:: Material for this exercise ::

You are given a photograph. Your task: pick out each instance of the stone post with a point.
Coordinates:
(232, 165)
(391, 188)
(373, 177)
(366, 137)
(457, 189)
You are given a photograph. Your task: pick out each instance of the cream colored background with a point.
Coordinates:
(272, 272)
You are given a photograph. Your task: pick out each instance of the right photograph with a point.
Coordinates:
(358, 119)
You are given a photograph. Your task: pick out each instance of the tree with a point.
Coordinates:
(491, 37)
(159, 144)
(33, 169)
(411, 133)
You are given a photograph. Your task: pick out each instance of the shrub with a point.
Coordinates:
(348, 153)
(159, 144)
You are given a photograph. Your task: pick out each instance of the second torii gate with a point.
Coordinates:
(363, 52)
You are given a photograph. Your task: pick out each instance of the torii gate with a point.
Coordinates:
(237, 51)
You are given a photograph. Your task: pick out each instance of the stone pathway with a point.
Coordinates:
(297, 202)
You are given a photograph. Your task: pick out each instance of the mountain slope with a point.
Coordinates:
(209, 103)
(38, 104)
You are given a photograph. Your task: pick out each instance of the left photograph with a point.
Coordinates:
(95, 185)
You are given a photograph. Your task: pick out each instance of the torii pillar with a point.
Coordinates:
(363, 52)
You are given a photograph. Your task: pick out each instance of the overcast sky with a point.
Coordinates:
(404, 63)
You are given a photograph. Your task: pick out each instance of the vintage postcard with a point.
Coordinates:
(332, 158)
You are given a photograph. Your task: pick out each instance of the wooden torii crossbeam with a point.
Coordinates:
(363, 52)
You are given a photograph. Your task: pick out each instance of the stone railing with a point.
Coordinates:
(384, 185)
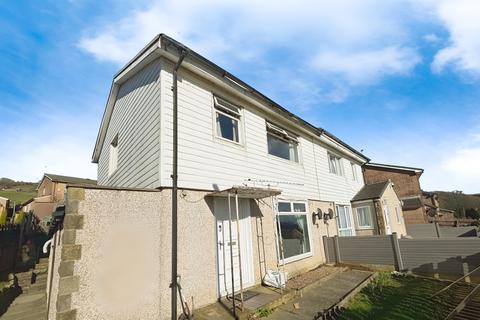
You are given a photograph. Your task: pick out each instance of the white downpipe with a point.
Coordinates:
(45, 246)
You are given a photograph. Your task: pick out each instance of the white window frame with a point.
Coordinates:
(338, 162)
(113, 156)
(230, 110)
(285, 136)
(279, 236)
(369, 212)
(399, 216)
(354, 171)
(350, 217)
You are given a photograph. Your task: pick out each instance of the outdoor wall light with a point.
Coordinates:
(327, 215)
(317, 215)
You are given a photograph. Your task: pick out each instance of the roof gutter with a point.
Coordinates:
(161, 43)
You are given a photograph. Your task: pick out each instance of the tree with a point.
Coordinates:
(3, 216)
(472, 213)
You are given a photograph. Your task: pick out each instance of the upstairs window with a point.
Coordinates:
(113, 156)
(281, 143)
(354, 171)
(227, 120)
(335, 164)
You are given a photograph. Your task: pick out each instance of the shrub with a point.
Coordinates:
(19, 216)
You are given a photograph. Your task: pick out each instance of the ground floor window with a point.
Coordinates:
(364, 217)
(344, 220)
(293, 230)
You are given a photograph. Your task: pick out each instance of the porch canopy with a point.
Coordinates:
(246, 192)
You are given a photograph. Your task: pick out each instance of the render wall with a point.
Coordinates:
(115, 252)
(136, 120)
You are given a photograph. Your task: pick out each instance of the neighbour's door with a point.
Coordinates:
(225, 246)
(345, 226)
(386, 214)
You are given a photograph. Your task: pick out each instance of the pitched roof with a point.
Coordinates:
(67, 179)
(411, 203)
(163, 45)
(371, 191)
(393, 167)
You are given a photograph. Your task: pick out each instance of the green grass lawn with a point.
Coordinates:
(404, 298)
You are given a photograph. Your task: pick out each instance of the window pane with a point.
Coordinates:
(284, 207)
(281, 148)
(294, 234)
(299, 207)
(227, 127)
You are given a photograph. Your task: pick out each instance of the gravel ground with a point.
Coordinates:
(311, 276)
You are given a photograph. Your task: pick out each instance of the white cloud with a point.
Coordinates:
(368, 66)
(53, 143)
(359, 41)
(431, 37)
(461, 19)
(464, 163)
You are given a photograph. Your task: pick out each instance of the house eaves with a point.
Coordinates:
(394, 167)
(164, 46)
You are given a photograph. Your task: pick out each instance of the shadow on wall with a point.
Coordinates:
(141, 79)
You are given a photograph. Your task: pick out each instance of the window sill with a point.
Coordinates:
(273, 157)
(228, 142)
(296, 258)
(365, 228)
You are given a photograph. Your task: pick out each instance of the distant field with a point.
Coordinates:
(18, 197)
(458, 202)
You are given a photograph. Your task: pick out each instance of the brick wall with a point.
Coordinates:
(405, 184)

:::
:: Material for this exercise ::

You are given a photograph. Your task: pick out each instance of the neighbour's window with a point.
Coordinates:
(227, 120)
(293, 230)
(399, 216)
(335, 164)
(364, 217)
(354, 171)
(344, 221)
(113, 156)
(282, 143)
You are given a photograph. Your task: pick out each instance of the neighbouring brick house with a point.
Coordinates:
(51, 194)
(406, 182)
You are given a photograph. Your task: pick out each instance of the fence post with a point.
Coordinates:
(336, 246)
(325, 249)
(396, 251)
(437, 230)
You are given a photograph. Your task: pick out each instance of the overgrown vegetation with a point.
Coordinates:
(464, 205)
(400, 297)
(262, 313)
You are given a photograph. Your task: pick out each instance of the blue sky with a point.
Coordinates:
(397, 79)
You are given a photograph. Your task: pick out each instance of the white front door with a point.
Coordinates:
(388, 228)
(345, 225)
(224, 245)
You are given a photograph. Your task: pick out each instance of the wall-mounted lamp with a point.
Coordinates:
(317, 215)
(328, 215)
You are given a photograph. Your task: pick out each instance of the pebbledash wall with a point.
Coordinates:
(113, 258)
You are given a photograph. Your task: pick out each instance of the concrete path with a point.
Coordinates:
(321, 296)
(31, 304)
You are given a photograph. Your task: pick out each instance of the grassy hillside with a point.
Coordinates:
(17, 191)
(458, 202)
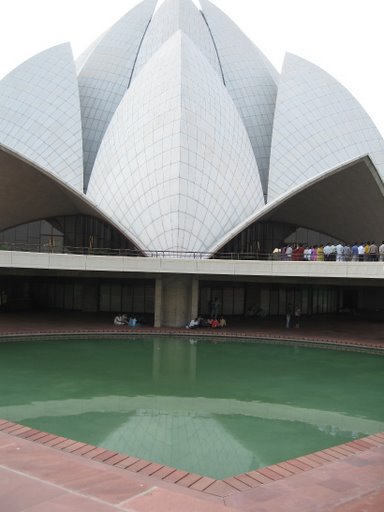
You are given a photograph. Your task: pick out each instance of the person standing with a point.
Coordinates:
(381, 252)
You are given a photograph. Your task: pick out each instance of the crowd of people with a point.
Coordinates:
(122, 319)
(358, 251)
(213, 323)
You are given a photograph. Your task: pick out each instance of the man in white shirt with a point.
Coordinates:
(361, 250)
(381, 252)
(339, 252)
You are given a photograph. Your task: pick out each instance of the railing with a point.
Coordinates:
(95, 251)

:::

— Problem to work on —
Which lines in the items above contain the string "roof"? Pull out each of those lines and copy it in full.

— Expected answer —
You are given a photograph. Your task: pick out each instance of the roof gutter with a point.
You are given a photograph. Your task: pick out each instance of the pitched roof with a point.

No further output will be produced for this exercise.